:: TASK BRIEF ::
So that nothing is lost, restate each entry exactly as supplied.

:: EXERCISE MATERIALS ::

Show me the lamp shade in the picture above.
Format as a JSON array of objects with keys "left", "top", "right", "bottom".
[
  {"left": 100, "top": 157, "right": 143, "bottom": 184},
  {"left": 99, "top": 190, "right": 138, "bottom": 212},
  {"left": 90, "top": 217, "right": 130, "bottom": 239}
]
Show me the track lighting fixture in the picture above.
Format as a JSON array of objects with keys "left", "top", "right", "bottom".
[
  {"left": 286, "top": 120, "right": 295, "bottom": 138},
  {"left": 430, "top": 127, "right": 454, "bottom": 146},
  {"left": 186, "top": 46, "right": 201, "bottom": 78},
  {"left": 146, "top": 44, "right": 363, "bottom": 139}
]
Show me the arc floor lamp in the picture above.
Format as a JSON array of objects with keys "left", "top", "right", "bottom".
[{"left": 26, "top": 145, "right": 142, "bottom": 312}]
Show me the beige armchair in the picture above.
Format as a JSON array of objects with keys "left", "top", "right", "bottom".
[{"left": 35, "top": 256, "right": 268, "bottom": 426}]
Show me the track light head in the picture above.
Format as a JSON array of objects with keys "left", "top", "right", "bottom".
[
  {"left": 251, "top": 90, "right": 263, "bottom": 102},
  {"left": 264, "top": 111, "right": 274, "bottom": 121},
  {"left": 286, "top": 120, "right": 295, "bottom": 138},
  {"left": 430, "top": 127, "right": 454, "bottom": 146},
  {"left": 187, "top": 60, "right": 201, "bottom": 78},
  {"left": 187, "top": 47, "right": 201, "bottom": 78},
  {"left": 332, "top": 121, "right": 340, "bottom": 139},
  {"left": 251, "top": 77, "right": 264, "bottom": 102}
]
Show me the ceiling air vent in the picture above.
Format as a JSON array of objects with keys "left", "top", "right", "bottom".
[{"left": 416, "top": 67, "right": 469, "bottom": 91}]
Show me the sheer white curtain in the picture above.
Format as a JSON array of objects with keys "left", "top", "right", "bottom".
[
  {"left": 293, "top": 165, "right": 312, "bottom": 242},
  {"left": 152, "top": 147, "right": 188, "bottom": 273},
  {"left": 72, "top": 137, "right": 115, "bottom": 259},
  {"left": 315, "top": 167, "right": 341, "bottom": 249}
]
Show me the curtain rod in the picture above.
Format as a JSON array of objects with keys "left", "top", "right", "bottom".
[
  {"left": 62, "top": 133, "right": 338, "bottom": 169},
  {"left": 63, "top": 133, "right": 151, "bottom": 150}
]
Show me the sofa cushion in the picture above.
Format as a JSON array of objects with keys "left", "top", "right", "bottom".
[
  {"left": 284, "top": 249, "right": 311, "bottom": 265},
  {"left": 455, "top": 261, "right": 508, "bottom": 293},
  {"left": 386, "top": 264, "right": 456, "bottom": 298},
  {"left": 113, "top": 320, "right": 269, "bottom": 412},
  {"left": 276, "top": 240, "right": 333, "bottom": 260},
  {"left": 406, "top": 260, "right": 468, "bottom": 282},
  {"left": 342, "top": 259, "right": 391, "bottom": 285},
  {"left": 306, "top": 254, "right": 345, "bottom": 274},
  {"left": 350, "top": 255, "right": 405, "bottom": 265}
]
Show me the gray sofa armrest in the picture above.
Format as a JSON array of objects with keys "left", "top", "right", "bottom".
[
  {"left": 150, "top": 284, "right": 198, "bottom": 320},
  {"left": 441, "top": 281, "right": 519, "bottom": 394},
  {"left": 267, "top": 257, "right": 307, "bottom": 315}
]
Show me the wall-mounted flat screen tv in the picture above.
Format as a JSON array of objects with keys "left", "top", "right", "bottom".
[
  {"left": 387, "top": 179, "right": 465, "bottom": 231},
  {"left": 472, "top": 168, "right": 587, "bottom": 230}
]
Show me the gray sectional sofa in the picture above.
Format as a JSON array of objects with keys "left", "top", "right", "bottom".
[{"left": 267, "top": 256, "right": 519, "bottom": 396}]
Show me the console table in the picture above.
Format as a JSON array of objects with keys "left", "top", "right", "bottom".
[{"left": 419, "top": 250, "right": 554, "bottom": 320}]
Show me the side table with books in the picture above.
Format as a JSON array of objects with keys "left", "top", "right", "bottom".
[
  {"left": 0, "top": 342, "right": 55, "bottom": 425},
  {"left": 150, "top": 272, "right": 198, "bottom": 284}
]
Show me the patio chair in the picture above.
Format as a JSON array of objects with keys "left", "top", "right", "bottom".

:: TASK RESULT ::
Show me the lamp shade in the picture above.
Format as a JSON array of objects with keys "left", "top", "right", "bottom".
[
  {"left": 100, "top": 157, "right": 143, "bottom": 184},
  {"left": 99, "top": 190, "right": 138, "bottom": 212},
  {"left": 90, "top": 217, "right": 130, "bottom": 239}
]
Show me the track lighting fixture in the picture above.
Format as a JSON array of objects with keys "left", "top", "right", "bottom".
[
  {"left": 286, "top": 120, "right": 295, "bottom": 138},
  {"left": 430, "top": 127, "right": 454, "bottom": 146},
  {"left": 186, "top": 46, "right": 201, "bottom": 78},
  {"left": 146, "top": 44, "right": 363, "bottom": 139}
]
Show me the arc floor lamp in the picture above.
Format as a JSON array of objects with keys "left", "top", "right", "bottom".
[{"left": 26, "top": 145, "right": 142, "bottom": 312}]
Show me the beige armchair in the picture above.
Format as a JSON array of objects with keys "left", "top", "right", "bottom".
[{"left": 35, "top": 256, "right": 268, "bottom": 426}]
Show me the track light head in the picture above.
Format as a JSON array of objects with keys "left", "top", "right", "bottom".
[
  {"left": 251, "top": 90, "right": 263, "bottom": 102},
  {"left": 264, "top": 111, "right": 274, "bottom": 121},
  {"left": 286, "top": 120, "right": 295, "bottom": 138},
  {"left": 430, "top": 127, "right": 454, "bottom": 146},
  {"left": 187, "top": 60, "right": 201, "bottom": 78},
  {"left": 187, "top": 47, "right": 201, "bottom": 78},
  {"left": 332, "top": 121, "right": 340, "bottom": 139},
  {"left": 251, "top": 77, "right": 264, "bottom": 102}
]
Show me the ceiling air vent in the picture above.
Format as a JSON array of objects with keys "left", "top", "right", "bottom".
[{"left": 416, "top": 67, "right": 469, "bottom": 91}]
Show me the sheer white curtain in the picture above.
Format as a JSON array of objects with keys "left", "top", "right", "bottom".
[
  {"left": 293, "top": 165, "right": 312, "bottom": 242},
  {"left": 152, "top": 147, "right": 188, "bottom": 273},
  {"left": 72, "top": 137, "right": 115, "bottom": 259},
  {"left": 315, "top": 167, "right": 341, "bottom": 249}
]
Show me the curtain rod in the picture above.
Format as a JSON array of objects with keys "left", "top", "right", "bottom".
[
  {"left": 62, "top": 133, "right": 338, "bottom": 169},
  {"left": 63, "top": 133, "right": 151, "bottom": 150}
]
Show me the sofa cushion in the picture above.
Format as a JSON array of objects with keys "left", "top", "right", "bottom".
[
  {"left": 284, "top": 249, "right": 311, "bottom": 265},
  {"left": 455, "top": 261, "right": 508, "bottom": 293},
  {"left": 386, "top": 264, "right": 456, "bottom": 298},
  {"left": 113, "top": 320, "right": 269, "bottom": 412},
  {"left": 276, "top": 240, "right": 333, "bottom": 260},
  {"left": 406, "top": 260, "right": 468, "bottom": 282},
  {"left": 342, "top": 259, "right": 391, "bottom": 285},
  {"left": 306, "top": 254, "right": 345, "bottom": 274},
  {"left": 350, "top": 255, "right": 405, "bottom": 265}
]
Show me the gray sofa armrest in the picture above.
Format as a JSON array of objects with keys "left", "top", "right", "bottom".
[
  {"left": 150, "top": 284, "right": 198, "bottom": 320},
  {"left": 441, "top": 281, "right": 519, "bottom": 394},
  {"left": 267, "top": 257, "right": 307, "bottom": 315}
]
Show me the wall-mounted flat screen tv in the picture above.
Format as a JSON array of objects with keys "left", "top", "right", "bottom".
[
  {"left": 387, "top": 179, "right": 465, "bottom": 231},
  {"left": 472, "top": 168, "right": 587, "bottom": 230}
]
Show me the gray sectional sofa in the picture above.
Format as a JSON array of objects with keys "left", "top", "right", "bottom".
[{"left": 267, "top": 256, "right": 519, "bottom": 396}]
Show me the console table in the picture above.
Format as a JSON array of objects with keys "left", "top", "right", "bottom".
[{"left": 419, "top": 250, "right": 554, "bottom": 320}]
Show me the side table with books in the picture above.
Format as a JSON array of objects with keys "left", "top", "right", "bottom".
[
  {"left": 0, "top": 342, "right": 55, "bottom": 425},
  {"left": 150, "top": 272, "right": 198, "bottom": 284}
]
Show me the patio chair in the picture above.
Format as a JSON array of objects with keys "left", "top", "right", "bottom".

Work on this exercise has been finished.